GOAL OF THE EXERCISE —
Here the job is to return only the lines of the material, exactly, from the first one to the line with "[indicate] the fallen".

Start of SUPPLIED RECORDS

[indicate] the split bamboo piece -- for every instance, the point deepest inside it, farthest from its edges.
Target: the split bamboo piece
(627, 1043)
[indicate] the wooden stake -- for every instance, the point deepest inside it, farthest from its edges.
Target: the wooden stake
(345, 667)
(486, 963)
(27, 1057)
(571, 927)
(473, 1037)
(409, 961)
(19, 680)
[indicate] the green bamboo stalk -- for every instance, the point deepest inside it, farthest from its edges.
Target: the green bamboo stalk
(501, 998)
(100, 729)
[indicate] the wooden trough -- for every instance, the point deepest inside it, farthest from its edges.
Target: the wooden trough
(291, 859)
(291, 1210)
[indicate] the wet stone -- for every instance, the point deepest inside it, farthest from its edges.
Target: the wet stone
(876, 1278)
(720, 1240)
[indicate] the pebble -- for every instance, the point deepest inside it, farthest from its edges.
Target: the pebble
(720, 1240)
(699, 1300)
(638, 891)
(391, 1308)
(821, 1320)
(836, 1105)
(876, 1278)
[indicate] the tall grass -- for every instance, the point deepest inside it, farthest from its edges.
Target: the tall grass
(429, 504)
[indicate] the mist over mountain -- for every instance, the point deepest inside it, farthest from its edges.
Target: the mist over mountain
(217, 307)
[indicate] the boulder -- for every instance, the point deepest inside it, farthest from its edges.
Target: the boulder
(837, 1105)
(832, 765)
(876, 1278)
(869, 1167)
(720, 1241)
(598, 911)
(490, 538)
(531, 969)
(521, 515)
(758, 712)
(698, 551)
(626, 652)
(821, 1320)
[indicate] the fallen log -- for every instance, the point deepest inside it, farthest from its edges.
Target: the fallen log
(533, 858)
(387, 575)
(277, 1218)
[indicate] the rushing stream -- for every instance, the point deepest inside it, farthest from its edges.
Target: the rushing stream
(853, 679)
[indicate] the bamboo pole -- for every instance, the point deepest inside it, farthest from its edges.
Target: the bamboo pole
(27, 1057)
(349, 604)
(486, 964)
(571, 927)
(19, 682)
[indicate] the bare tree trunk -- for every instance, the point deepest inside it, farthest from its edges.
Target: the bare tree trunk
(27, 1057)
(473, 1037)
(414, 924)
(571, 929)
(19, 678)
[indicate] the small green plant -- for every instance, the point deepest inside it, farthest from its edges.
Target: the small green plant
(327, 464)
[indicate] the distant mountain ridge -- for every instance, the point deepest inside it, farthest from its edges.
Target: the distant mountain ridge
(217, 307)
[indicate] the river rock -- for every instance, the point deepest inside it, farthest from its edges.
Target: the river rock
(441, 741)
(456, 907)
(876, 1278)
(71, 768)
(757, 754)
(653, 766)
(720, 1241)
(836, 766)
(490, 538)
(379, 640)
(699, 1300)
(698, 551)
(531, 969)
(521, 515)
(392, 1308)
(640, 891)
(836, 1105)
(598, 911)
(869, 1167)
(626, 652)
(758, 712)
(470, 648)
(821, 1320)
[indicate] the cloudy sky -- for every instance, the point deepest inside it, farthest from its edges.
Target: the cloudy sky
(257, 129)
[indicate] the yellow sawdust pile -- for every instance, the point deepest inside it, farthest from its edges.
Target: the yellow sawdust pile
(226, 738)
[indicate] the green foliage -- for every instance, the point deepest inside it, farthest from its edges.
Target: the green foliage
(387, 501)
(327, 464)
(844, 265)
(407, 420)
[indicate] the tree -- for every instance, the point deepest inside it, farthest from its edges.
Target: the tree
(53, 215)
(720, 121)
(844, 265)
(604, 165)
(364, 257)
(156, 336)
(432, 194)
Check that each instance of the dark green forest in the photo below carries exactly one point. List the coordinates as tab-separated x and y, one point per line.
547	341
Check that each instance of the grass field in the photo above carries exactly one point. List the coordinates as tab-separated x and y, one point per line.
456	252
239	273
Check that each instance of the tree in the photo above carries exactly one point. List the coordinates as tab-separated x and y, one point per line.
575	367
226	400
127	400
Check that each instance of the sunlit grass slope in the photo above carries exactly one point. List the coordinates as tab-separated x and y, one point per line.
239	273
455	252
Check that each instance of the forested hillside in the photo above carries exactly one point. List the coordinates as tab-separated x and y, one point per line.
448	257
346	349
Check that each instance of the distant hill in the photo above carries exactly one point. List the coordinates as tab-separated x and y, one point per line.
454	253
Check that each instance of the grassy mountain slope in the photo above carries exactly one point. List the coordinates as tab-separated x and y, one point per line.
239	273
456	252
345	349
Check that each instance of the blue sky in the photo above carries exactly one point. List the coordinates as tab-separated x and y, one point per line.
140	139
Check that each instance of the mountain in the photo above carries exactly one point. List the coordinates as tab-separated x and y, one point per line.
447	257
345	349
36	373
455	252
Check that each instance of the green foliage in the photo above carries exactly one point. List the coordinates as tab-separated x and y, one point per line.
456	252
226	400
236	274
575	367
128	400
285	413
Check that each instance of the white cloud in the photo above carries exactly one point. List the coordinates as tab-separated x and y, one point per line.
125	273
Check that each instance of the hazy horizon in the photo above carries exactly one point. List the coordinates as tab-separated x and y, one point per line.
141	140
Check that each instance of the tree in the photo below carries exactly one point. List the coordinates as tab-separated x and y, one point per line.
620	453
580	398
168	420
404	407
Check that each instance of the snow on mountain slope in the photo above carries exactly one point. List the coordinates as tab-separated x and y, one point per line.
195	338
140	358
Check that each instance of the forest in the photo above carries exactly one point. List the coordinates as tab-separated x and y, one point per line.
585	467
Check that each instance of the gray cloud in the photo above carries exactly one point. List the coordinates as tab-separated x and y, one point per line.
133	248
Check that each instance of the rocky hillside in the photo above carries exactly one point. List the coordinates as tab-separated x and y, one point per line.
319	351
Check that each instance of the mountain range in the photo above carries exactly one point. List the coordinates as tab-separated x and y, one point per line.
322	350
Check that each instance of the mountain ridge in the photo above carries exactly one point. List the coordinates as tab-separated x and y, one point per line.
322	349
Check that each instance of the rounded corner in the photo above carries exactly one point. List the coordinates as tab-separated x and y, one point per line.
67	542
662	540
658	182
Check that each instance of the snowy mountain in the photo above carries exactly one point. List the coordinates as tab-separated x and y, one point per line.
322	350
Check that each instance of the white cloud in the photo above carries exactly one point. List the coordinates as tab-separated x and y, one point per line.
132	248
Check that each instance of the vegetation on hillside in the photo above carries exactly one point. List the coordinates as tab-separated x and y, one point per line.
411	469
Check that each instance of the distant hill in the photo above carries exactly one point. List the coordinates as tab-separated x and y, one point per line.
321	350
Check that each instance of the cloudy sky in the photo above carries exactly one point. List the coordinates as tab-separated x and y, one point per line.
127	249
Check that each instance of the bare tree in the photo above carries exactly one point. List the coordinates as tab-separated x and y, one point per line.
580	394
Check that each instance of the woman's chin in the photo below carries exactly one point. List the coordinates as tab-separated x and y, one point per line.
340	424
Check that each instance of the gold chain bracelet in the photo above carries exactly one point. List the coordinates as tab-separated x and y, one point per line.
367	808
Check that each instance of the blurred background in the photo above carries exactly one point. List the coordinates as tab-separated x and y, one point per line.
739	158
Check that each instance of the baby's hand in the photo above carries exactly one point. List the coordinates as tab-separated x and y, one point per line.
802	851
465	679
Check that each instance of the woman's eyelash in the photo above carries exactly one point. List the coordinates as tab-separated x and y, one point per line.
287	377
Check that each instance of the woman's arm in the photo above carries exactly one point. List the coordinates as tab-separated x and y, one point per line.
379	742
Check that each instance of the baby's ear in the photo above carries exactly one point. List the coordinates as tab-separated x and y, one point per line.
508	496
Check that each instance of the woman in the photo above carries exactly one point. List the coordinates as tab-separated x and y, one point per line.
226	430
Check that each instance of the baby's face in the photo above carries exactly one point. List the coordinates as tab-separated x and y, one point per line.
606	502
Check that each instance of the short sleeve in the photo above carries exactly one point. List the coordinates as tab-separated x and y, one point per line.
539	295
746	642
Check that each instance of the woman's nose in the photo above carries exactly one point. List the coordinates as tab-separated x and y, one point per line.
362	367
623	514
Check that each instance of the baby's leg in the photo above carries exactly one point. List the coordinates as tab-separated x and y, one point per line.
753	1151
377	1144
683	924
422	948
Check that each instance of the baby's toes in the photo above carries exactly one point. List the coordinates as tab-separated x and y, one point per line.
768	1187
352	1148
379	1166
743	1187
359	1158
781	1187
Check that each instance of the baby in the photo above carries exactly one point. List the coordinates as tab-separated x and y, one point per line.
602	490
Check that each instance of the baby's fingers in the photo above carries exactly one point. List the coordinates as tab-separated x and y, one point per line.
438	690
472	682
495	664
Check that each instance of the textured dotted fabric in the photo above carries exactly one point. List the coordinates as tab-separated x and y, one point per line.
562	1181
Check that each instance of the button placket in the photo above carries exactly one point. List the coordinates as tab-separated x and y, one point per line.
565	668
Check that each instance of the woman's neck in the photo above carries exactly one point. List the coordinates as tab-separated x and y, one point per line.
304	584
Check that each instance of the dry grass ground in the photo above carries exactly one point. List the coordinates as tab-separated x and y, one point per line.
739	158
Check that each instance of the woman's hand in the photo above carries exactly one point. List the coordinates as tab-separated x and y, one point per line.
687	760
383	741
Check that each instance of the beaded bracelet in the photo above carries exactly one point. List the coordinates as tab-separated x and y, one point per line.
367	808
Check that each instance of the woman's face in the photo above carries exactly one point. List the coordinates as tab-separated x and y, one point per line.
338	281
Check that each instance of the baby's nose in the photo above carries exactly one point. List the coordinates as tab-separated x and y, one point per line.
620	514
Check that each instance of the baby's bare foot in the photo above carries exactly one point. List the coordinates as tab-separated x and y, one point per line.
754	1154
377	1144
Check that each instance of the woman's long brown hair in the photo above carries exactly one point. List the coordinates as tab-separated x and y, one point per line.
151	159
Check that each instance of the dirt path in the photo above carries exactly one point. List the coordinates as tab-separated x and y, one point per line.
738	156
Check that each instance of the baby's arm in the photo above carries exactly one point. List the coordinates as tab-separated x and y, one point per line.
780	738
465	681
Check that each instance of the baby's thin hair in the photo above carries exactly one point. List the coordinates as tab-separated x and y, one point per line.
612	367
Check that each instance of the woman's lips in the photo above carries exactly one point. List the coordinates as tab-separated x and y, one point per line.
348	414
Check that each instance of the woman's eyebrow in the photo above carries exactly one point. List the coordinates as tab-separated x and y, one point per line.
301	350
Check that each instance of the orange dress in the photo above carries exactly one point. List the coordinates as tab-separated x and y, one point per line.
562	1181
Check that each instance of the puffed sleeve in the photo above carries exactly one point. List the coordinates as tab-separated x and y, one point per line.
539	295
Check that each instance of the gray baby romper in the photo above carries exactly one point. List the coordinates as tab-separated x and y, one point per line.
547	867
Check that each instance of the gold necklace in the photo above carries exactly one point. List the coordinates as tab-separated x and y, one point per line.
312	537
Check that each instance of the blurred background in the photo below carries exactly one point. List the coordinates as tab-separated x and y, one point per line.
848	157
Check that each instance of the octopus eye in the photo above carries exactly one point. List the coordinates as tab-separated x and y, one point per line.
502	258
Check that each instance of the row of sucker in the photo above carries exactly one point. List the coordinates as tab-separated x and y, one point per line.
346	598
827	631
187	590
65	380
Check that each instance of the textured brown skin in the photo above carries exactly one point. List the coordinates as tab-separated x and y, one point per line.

End of SUPPLIED RECORDS

PROBLEM SOLUTION —
[indicate] the split bamboo piece -- for every instance, the point deepest inside it, farthest from its edges.
Target: the split bamboo piece
(627, 1043)
[indicate] the wooden stake -- for every instance, the point deepest inside it, farthest from its edges.
Target: the wooden stake
(345, 667)
(486, 963)
(27, 1057)
(571, 927)
(473, 1037)
(409, 961)
(19, 680)
[indicate] the green bamboo stalk -- for every instance, the point deepest inside it, farthest from its edges.
Target: the green bamboo stalk
(501, 998)
(100, 729)
[indicate] the wooden trough -- for every instance, the point deepest inside it, farthest from its edges.
Target: the wooden trough
(291, 859)
(291, 1210)
[indicate] the wet stone -- for every instance, the point deepest inside it, farthest from its edges.
Target: the wet stone
(876, 1278)
(720, 1240)
[indicate] the pebble -- for every instance, the point deepest inside it, farthest from its edges.
Target: the pebble
(720, 1240)
(699, 1300)
(638, 891)
(391, 1308)
(821, 1320)
(836, 1105)
(876, 1278)
[indicate] the tall grass -- for every instance, the point deepest inside it, farthest from its edges.
Target: the tall grass
(429, 504)
[indicate] the mist over mountain -- for every instance, the point deepest inside it, farthest from its edges.
Target: the mist over mountain
(217, 307)
[indicate] the boulder -- for every instance, the point deepest inside it, farthest from its edges.
Target: the boulder
(837, 1105)
(832, 765)
(876, 1278)
(869, 1167)
(720, 1241)
(598, 911)
(490, 538)
(531, 969)
(521, 515)
(758, 712)
(698, 551)
(626, 652)
(821, 1320)
[indicate] the fallen log -- for every instance, the point deepest inside it, farthest from its edges.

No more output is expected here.